_SUPPLIED MATERIAL_:

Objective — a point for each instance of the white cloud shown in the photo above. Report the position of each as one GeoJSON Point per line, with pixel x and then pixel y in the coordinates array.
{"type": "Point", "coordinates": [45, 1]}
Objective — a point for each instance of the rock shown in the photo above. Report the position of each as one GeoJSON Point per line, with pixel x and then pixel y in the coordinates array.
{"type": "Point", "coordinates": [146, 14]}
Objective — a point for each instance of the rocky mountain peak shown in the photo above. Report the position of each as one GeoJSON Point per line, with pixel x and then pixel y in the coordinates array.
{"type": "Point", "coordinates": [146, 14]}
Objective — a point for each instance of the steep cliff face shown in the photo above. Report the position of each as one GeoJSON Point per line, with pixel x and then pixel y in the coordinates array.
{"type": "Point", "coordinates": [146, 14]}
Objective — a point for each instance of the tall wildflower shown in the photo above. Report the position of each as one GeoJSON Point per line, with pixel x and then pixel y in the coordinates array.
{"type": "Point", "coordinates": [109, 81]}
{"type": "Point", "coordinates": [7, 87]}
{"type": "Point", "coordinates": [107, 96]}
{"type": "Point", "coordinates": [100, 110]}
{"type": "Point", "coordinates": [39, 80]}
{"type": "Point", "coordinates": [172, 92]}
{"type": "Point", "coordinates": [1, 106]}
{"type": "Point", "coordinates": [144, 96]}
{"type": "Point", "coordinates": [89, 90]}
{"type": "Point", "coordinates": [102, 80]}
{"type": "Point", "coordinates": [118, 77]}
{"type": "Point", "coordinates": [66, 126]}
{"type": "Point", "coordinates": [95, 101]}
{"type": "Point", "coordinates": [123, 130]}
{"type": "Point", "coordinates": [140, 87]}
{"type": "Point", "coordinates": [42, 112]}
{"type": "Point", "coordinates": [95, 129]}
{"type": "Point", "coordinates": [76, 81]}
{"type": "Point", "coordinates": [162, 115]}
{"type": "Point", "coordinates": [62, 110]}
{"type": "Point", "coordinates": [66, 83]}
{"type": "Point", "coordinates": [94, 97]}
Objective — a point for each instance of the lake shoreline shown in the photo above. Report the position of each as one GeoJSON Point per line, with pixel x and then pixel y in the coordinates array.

_TASK OBJECTIVE_:
Give the material above again, word for word.

_FULL OUTPUT_:
Objective — a point for each instance of the white cloud shown in the photo above. Report the position of each as one GeoJSON Point per line, with pixel x and then pixel y in the coordinates array.
{"type": "Point", "coordinates": [45, 1]}
Objective — a point for each instance of the rock shown in the photo above. Report the position of each as one GeoJSON Point per line, with pixel x and then pixel y in the coordinates array.
{"type": "Point", "coordinates": [146, 14]}
Objective — a point for each instance of the rocky mountain peak shown in the photo above. Report the position of each as one GeoJSON Point per line, with pixel x and then pixel y in the coordinates array.
{"type": "Point", "coordinates": [146, 14]}
Objective — a point for each instance of the steep cliff face shown in the photo above. Report the position of each as one GeoJSON Point per line, with pixel x and then pixel y in the coordinates array.
{"type": "Point", "coordinates": [146, 14]}
Objective — a point for each instance of the tall wildflower shown in the photo above. Report the position of each as one GeoJSON Point per line, with pixel x and then pixel y in the coordinates array.
{"type": "Point", "coordinates": [109, 81]}
{"type": "Point", "coordinates": [7, 87]}
{"type": "Point", "coordinates": [107, 96]}
{"type": "Point", "coordinates": [100, 110]}
{"type": "Point", "coordinates": [39, 80]}
{"type": "Point", "coordinates": [172, 92]}
{"type": "Point", "coordinates": [1, 106]}
{"type": "Point", "coordinates": [144, 96]}
{"type": "Point", "coordinates": [89, 90]}
{"type": "Point", "coordinates": [102, 80]}
{"type": "Point", "coordinates": [118, 77]}
{"type": "Point", "coordinates": [66, 126]}
{"type": "Point", "coordinates": [95, 101]}
{"type": "Point", "coordinates": [123, 130]}
{"type": "Point", "coordinates": [140, 87]}
{"type": "Point", "coordinates": [42, 112]}
{"type": "Point", "coordinates": [95, 129]}
{"type": "Point", "coordinates": [76, 81]}
{"type": "Point", "coordinates": [162, 115]}
{"type": "Point", "coordinates": [62, 110]}
{"type": "Point", "coordinates": [66, 83]}
{"type": "Point", "coordinates": [94, 97]}
Objective — a point for each instance of the lake shoreline shown in the photo above. Report the position of each as one GeoJSON Point per line, with pixel x and then pixel y in the coordinates array.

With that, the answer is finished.